> [Your objective]:
Answer these from the article about the Smile Brigade:
1. How old is Monique Newton?
2. How many people was the Smile Brigade delivering free dinners to at its peak in June 2020?
3. Which pub is Riyadh Chowdhury a furloughed chef from?

> [Exercise passage]:

*** Block opens ***

Estate fed thousands of vulnerable people during pandemic with volunteers working 80 hour weeks

By Owen Sheppard, local democracy reporter

“We were just thrust into it – having so many clients. We went from working two hours a week to 80 hours.”

Taken out of context, you might think those were the words of an entrepreneur who has struck gold with a unique idea that had quickly made them a fortune.

Monique Newton

Although her idea was a brilliant one, these were actually the reflections of Monique Newton, 28, on how her little charity, the Smile Brigade, had roared into action at the start of the pandemic.

This time last year, Ms Newton and a troupe of volunteers, many of them furloughed and looking for ways to help in a crisis, were making hot meals for hundreds of residents sheltering in their homes.

By their peak in June 2020, The Smile Brigade had been making and delivering free dinners to 1,100 people dotted around Fulham, Hammersmith and Chelsea, up from 70 just before the spring.

Their months of toil took place inside a little hall on the 1960s-built Clement Attlee estate in SW6, with 19 high and low-rise blocks. Whilst not the most loved and looked-after address in West London, it goes to show what an invaluable resource an easily-taken-for-granted hall can be.

Explaining how the community pulled together, Ms Newton, a former mental health care assistant, said: “There’s six staff and we’ve had 475 volunteers in total who all helped.

“We were originally doing a community kitchen where people could come for advice and to socialise and have a free meal, and we never asked for proof of address or income.

“When the pandemic hit, the people who needed help became residents who were shielding and needed deliveries.

“We had no idea how much it would grow. In the first week of lockdown we had 200 new referrals from the council. Suddenly we were working 80 hours a week.”

Riyadh Chowdhury is a furloughed chef who has been cooking thousands of meals for people in Fulham. Photo by Owen Sheppard

“It was like Ready Steady Cook, we didn’t know what we were getting each time. We also get donations from the Felix Project and City Harvest,”

After the cooking, another team of The Smile Brigade’s volunteers with cars and vans were scheduled with lists of addresses to deliver to.

Riyadh Chowdhury, a furloughed chef from the Rylston pub, said: “We’re doing 300 meals a day freshly cooked, and pre-made meals to go in the freezers.

“And every meal is tailored for people who have allergies or might need gluten free.

“We prepared Christmas dinners for so many people with touches like Yorkshire puddings. There were five consecutive days of deliveries and we worked even on Christmas.”

Amanda Simpson poses with food at the Clem Attlee estate hall. Photo by Owen Sheppard

The 34-year-old continued: “It’s lovely to help so many people and we just did as much as we could.

“During the first lockdown we really didn’t know we would need to keep going for all this time, but we have.”

In 2019 the Clem Attlee was labelled in research by the Minister of Housing Communities and Local Government as being in the top 10 per cent of most deprived areas in England.

*** Block closes ***

> [Listed entries]:

*** Block opens ***

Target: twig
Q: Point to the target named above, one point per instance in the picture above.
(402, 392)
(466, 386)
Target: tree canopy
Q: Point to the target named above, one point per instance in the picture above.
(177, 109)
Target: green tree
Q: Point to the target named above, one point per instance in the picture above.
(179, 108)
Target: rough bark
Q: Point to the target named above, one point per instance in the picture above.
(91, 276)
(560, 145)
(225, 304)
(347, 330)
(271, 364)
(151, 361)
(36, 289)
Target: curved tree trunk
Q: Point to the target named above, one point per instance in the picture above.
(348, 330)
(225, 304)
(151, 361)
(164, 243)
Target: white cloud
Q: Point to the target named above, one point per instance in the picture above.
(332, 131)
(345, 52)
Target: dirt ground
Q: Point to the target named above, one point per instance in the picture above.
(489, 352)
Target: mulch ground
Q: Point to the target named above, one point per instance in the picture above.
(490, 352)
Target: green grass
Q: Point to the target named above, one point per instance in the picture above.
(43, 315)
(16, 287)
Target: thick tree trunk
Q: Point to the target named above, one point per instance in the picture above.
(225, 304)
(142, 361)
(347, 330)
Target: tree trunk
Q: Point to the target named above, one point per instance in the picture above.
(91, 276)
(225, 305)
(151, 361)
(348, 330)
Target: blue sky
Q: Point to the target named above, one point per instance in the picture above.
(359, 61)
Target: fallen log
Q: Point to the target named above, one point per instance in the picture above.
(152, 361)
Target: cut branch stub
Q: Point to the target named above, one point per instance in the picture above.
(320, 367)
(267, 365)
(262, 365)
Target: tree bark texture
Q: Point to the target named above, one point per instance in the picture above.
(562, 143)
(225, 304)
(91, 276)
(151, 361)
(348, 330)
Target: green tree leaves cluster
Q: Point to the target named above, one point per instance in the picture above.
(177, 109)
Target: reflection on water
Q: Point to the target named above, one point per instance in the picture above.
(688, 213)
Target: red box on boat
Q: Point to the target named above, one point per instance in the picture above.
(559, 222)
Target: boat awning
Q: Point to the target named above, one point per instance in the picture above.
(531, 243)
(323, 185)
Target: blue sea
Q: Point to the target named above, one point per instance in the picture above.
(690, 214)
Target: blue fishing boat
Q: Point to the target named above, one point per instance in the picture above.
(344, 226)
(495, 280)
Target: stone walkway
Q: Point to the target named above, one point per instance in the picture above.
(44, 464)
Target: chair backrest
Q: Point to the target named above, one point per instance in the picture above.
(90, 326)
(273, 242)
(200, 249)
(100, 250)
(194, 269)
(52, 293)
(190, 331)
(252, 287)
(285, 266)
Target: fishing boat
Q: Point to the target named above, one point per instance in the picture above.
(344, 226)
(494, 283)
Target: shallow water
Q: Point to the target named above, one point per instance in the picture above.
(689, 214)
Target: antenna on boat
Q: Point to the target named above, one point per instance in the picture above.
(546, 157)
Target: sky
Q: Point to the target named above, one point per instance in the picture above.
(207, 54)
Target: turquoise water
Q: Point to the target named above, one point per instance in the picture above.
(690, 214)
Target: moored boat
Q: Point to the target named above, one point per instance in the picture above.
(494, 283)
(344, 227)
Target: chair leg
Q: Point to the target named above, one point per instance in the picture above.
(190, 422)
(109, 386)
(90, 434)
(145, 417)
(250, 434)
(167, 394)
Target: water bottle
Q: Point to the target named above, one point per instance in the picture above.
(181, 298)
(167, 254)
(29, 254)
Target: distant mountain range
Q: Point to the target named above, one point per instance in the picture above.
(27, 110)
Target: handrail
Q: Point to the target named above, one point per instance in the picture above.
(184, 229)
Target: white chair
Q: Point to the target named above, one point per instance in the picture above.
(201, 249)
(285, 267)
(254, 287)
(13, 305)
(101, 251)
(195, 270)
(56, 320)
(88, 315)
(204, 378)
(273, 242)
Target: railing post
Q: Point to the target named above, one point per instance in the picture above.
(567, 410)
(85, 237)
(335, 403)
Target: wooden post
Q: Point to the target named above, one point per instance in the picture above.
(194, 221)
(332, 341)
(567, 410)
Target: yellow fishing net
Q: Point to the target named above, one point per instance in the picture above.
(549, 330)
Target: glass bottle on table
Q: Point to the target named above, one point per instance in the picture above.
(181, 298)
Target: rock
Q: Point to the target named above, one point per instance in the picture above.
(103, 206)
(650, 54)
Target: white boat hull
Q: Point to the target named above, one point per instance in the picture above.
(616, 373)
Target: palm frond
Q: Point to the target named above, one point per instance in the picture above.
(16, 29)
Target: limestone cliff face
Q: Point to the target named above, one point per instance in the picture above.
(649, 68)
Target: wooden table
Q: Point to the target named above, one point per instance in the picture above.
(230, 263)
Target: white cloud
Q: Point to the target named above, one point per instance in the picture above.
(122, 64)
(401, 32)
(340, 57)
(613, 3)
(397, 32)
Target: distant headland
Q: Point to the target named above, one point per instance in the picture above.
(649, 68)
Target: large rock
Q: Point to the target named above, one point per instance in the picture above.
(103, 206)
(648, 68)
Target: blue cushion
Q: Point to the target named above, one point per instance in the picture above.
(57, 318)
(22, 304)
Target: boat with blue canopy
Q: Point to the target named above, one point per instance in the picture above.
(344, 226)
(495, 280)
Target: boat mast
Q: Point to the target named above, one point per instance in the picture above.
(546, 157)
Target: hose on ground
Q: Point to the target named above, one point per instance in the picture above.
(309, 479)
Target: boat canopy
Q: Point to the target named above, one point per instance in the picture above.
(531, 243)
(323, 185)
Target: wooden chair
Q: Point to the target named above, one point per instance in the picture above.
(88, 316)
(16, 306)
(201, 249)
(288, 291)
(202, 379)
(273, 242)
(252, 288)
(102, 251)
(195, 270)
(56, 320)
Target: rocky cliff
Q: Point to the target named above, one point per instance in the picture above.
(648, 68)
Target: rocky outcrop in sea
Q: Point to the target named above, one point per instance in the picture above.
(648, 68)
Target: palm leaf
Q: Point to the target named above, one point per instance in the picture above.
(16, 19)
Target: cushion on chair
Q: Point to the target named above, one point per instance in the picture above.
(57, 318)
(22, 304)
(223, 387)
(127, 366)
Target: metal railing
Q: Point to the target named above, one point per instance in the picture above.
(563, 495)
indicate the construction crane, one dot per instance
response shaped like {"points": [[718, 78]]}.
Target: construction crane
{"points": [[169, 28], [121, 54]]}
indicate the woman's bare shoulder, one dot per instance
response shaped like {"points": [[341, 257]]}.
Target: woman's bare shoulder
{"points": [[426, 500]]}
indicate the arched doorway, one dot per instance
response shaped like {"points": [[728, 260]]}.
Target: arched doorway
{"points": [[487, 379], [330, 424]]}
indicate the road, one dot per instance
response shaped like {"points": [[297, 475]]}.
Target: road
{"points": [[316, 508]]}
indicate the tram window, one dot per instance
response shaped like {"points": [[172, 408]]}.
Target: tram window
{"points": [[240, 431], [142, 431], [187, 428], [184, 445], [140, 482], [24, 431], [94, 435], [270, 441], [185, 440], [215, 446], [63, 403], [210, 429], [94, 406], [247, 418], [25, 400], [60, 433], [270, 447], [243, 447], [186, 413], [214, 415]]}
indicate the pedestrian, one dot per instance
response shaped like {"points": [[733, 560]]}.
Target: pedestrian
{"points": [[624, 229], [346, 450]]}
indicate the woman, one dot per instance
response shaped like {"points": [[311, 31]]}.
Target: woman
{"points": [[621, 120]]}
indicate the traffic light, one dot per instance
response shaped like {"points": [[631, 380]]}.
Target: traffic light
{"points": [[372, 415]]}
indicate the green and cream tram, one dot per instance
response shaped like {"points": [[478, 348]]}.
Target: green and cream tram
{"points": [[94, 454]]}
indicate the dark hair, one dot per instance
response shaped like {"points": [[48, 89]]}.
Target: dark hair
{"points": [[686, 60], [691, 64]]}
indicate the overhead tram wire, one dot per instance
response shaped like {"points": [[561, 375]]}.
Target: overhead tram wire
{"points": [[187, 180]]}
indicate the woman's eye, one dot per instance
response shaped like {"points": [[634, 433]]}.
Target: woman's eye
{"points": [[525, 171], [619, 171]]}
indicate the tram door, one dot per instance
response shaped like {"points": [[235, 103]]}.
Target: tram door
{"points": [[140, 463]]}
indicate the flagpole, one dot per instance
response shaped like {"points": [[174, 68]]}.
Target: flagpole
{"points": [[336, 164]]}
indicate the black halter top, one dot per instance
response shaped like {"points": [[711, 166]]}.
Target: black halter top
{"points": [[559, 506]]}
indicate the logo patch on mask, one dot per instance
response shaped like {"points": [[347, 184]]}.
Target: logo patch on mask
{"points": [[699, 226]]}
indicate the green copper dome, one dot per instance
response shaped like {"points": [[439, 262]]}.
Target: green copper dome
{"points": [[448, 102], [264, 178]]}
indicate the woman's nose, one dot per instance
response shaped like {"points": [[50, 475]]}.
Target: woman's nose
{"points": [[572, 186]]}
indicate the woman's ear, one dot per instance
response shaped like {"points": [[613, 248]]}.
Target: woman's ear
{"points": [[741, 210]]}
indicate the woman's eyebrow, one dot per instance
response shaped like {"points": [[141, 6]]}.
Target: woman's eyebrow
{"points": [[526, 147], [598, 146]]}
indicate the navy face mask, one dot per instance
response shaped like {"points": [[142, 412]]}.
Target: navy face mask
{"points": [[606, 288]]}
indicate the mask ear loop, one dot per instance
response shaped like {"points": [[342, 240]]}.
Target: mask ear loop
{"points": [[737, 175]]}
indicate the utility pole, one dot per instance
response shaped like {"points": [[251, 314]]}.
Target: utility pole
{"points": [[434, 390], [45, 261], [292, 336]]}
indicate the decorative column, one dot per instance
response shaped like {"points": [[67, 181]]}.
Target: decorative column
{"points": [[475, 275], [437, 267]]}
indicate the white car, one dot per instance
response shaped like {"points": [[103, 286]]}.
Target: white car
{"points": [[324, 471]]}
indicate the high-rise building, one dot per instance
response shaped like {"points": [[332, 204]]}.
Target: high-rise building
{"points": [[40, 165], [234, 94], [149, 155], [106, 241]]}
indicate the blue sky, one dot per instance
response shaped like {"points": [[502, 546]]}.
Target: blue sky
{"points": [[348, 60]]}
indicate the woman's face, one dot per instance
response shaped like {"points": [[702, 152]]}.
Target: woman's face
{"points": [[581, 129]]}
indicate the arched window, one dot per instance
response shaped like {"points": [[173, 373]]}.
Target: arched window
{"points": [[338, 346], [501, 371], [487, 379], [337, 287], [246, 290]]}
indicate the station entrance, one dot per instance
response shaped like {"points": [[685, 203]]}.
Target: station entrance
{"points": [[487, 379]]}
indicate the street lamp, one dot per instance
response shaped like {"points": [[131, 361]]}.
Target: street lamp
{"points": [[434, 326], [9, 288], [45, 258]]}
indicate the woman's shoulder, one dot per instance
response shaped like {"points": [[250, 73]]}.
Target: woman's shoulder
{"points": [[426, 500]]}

*** Block closes ***

> [Solution to the exercise]:
1. 28
2. 1,100
3. The Rylston pub